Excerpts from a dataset

|---|

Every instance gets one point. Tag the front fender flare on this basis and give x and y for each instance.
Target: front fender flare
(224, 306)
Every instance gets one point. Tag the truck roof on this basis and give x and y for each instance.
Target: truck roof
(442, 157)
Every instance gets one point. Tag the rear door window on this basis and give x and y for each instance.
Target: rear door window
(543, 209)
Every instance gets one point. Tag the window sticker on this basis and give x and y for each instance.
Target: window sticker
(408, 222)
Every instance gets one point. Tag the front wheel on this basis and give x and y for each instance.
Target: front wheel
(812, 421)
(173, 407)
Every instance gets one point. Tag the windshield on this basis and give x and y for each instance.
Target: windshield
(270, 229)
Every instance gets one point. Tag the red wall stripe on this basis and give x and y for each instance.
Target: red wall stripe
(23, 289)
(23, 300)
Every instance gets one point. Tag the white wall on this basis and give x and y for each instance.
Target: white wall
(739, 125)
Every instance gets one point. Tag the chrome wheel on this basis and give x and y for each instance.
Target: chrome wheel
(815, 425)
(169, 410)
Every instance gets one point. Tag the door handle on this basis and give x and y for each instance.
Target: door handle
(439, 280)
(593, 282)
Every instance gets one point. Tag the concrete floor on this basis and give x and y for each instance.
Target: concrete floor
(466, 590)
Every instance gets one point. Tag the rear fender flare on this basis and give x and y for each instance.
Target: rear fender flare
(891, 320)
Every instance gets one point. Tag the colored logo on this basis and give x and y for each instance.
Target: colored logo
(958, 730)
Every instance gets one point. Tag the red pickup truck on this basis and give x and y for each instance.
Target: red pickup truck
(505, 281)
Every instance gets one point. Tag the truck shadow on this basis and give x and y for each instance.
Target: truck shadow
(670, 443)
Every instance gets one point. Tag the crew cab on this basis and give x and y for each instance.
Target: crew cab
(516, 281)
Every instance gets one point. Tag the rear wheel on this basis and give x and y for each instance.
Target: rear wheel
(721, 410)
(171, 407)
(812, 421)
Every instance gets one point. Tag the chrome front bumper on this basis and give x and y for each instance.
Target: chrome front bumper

|---|

(Exercise details):
Gather and copy every line of the data in which the string "bumper" is found.

(The completed task):
Every instance gets one point. Tag the chrome front bumper on this basis and give x and y for each instance.
Target: chrome front bumper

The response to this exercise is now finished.